I have a short C program that writes into a file until there is no more space on disk:

#include <stdio.h>

int main(void) {
  char c[] = "abcdefghij";
  size_t rez;
  FILE *f = fopen("filldisk.dat", "wb");
  while (1) {
    rez = fwrite(c, 1, sizeof(c), f);
    if (!rez) break;
  }
  fclose(f);
  return 0;
}

When I run the program (in Linux), it stops when the file reaches 2GB.

Is there an internal limitation, due to the FILE structure, or something?

Thanks.

+2  A: 

Which file system is your hard drive formatted as?

eduffy
Linux says "vfat", which is FAT32 I think. It is a 4GB flash drive, which is initially (almost) empty.
Gabi
vfat (FAT32) has a limit of 2GB per file anyways, it doesn't matter what you use to code it.
Mike Cooper
Isn't it 4GB on FAT32?
Gabi
http://support.microsoft.com/kb/314463 XP has a FAT filesize limit of 4GB-1B. I thought Linux's vfat would limit at 2GB but reading the source code now I think I was wrong.

**Material provided**
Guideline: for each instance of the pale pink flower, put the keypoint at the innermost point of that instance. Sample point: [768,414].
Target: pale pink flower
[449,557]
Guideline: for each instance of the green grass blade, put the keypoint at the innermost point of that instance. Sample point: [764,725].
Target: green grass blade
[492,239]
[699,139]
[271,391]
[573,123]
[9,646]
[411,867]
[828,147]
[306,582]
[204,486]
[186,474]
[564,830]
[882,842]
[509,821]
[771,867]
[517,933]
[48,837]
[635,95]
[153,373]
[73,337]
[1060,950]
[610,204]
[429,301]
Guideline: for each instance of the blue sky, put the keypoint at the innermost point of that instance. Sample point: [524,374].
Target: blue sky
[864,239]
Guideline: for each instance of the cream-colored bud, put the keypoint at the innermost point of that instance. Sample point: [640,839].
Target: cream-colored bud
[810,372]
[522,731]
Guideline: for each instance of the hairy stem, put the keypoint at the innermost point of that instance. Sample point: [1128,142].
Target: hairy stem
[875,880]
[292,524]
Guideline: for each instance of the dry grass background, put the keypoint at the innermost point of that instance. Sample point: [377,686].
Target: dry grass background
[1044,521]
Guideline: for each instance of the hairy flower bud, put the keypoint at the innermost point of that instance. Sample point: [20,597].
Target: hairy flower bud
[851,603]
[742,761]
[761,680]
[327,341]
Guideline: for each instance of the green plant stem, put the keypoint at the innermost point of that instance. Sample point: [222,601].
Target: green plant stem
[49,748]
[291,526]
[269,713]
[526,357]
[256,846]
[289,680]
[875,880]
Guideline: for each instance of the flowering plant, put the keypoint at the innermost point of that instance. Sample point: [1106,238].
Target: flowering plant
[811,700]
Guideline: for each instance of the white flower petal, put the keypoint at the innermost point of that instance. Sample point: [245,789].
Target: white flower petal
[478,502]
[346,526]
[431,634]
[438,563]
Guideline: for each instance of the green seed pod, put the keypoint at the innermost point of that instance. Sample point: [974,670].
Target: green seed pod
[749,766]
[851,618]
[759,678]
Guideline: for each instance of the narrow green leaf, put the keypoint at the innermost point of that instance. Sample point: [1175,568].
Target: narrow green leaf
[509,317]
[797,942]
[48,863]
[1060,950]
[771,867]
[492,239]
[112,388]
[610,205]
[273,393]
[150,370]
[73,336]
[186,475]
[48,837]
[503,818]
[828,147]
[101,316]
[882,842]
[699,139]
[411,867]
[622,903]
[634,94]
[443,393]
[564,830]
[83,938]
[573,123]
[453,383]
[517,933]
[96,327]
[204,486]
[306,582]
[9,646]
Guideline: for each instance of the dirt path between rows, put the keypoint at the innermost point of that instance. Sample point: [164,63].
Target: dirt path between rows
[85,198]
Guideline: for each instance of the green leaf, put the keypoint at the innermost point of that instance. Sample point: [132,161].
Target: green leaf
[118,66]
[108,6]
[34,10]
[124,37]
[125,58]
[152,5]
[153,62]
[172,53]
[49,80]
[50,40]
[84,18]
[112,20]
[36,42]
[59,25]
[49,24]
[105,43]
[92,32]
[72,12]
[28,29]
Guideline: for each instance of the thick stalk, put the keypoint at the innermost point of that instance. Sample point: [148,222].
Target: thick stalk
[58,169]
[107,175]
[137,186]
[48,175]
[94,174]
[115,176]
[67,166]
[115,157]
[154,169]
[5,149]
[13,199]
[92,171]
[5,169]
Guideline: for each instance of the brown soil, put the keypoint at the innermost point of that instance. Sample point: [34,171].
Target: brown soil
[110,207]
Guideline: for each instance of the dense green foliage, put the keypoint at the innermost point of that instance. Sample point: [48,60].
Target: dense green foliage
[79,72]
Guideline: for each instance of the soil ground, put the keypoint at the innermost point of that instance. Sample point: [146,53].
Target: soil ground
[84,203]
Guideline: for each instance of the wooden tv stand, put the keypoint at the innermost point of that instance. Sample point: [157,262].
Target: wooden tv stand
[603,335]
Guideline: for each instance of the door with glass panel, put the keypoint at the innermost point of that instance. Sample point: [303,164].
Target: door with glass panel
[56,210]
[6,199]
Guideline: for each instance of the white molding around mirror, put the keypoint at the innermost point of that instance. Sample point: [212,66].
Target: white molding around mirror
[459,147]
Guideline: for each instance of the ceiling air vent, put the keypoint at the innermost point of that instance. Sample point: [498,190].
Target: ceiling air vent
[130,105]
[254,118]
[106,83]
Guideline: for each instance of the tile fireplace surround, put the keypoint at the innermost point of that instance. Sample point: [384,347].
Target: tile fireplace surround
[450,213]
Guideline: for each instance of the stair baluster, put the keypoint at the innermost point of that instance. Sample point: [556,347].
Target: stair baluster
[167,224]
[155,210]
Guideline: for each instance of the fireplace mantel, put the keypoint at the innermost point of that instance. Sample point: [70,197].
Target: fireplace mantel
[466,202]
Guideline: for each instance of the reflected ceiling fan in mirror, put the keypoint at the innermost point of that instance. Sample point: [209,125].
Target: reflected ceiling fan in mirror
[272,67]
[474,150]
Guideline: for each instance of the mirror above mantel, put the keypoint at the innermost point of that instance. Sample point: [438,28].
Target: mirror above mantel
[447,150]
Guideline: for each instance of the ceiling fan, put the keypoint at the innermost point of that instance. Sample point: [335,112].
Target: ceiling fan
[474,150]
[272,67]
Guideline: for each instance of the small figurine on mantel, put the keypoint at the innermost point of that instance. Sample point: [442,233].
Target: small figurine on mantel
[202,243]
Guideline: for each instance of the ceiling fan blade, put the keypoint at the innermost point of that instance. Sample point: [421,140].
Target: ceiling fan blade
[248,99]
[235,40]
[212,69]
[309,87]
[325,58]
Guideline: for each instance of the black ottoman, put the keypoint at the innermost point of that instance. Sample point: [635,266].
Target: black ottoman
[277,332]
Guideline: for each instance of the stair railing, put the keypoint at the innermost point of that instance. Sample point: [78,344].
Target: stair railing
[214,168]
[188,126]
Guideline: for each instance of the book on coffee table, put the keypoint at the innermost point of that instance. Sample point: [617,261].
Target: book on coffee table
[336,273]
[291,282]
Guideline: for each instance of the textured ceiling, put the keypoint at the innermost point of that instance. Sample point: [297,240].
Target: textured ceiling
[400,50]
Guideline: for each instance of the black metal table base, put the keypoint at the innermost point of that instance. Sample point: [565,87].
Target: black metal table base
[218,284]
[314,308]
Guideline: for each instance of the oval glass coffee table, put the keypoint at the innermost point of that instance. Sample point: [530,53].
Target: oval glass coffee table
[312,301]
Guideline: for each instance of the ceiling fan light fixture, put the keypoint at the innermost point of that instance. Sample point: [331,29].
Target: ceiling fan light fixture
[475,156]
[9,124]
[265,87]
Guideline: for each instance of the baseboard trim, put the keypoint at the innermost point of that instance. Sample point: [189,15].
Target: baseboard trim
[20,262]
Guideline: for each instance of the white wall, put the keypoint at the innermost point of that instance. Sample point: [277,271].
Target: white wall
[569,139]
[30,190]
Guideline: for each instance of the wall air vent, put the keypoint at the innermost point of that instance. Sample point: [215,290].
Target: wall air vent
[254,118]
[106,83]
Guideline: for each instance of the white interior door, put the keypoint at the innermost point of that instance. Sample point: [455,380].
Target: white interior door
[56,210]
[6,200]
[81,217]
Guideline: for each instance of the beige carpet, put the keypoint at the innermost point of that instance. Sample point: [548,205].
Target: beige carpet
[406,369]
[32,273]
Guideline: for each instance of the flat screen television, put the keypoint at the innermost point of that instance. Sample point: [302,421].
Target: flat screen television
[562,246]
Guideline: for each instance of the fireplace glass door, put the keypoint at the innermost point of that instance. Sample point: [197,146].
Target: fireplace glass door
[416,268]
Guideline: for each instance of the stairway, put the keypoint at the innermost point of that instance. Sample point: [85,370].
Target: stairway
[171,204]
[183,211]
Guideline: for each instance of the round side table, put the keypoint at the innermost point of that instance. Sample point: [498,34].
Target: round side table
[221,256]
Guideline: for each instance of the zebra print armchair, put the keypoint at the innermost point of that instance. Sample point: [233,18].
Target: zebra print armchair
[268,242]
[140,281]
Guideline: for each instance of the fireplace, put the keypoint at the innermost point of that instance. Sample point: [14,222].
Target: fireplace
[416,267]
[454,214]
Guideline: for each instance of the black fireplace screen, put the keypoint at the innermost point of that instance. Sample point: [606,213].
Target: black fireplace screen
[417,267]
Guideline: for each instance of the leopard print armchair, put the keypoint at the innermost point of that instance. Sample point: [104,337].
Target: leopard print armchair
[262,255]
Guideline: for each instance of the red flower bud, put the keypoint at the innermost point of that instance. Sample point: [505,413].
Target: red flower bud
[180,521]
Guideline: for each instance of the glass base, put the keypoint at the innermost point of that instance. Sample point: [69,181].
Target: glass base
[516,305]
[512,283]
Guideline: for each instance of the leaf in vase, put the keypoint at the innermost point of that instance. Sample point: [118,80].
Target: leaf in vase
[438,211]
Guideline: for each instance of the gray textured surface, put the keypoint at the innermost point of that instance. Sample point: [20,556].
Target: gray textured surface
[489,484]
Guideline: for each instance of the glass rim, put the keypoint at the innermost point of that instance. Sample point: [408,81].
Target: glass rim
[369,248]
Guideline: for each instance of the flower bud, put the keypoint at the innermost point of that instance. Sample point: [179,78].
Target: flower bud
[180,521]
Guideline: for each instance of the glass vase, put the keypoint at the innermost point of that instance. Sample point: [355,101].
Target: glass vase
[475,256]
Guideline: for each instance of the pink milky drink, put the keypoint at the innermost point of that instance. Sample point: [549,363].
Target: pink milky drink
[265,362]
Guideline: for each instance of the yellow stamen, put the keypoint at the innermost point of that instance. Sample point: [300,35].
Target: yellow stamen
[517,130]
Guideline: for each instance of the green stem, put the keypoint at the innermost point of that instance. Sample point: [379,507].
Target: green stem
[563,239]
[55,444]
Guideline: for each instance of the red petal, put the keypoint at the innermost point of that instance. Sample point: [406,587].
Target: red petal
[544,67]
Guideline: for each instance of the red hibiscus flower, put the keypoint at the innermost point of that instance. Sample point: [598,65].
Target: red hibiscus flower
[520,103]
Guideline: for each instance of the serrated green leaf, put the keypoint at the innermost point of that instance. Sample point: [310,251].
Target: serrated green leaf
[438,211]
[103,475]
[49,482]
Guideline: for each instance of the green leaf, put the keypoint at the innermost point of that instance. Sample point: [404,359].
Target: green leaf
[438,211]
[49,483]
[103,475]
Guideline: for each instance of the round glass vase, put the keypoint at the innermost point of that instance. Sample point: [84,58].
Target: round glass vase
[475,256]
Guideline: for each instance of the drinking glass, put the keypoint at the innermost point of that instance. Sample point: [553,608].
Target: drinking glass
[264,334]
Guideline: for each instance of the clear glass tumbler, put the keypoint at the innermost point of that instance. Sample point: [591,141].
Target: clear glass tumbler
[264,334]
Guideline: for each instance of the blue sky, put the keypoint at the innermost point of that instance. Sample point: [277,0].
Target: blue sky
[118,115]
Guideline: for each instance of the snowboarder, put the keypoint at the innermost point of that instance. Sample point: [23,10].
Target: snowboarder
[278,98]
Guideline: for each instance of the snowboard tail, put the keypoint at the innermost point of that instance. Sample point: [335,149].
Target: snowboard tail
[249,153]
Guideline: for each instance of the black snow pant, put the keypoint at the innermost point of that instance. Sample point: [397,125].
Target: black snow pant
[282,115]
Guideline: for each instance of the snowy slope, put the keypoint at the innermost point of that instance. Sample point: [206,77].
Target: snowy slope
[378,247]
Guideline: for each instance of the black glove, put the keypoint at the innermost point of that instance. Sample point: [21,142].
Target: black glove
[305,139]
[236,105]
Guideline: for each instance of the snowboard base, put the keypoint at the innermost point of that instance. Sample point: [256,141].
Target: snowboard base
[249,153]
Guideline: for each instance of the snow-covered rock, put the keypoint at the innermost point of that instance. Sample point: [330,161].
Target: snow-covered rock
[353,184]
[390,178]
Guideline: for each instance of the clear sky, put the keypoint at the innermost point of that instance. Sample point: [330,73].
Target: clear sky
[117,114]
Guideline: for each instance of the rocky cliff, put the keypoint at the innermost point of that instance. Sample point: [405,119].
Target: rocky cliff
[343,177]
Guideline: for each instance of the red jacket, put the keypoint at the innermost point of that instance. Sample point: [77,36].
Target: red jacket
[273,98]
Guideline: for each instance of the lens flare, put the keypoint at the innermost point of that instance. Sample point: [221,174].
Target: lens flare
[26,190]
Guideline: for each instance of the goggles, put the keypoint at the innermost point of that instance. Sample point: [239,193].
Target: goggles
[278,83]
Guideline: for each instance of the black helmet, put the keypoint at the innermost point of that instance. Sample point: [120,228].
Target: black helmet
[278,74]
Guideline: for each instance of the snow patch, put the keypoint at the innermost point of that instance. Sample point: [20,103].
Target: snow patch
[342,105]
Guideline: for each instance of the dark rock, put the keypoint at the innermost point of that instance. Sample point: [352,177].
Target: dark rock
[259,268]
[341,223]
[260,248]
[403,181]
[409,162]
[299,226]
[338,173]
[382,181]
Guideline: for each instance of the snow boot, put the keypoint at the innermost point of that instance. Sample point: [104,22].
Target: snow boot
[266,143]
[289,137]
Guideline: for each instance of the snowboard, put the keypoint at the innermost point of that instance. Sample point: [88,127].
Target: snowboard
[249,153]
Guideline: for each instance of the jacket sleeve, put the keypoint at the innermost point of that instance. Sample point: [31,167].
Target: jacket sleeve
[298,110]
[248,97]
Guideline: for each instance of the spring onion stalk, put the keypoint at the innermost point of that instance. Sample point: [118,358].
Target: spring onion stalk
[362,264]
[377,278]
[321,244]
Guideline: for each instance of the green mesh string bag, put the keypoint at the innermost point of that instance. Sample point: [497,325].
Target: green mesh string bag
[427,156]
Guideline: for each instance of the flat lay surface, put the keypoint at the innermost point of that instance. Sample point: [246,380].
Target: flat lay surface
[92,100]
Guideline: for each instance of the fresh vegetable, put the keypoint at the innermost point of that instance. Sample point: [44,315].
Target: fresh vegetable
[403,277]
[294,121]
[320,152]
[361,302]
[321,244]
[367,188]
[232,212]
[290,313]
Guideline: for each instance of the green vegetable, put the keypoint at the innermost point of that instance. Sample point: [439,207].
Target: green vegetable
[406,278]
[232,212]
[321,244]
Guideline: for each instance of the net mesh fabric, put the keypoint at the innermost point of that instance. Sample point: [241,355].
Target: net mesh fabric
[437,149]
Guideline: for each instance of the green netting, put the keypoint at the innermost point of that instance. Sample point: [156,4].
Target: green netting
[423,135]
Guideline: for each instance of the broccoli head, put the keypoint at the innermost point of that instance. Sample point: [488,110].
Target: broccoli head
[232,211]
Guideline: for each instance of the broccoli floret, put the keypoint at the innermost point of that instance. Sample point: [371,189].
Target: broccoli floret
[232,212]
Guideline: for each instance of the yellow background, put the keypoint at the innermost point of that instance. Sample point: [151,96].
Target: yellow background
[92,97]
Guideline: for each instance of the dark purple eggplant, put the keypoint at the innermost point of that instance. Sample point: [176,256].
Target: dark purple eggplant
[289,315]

**Tasks to carry out**
a – From the discussion of the program that stops at 2GB, extract everything from "When I run the" down to "initially (almost) empty.".
b – Rewrite the paragraph beginning "Linux says" in the discussion of the program that stops at 2GB as a short list of its facts.
c – Carry on the discussion of the program that stops writing at 2GB from the point where it ends.
The items are separate material.

**Answers below**
a –
When I run the program (in Linux), it stops when the file reaches 2GB.

Is there an internal limitation, due to the FILE structure, or something?

Thanks.

+2  A: 

Which file system is your hard drive formatted as?

eduffy
Linux says "vfat", which is FAT32 I think. It is a 4GB flash drive, which is initially (almost) empty.

b –
- Linux reports the file system as "vfat", which the writer thinks is FAT32.
- The drive is a 4GB flash drive.
- The drive is (almost) empty at the start.

c –
ephemient
My rule of thumb for portable access to files on removable media is to limit the file to just under 2GB, which is FAT16's limit because the documentation is vague about whether the size entry is unsigned or signed. Unfortunately, there are a fair number of incorrect apps out there.
RBerteig
+10  A: 

On a 32 bits system (i.e. the OS is 32 bits), by default, fopen and co are limited to 32 bits size/offset/etc... You need to enable the large file support, or use the *64 bits option:

http://www.gnu.org/software/libc/manual/html_node/Opening-Streams.html#index-fopen64-931

Then your fs needs to support this, but except fat and other primitive fs, all of them support creating files > 2 gb.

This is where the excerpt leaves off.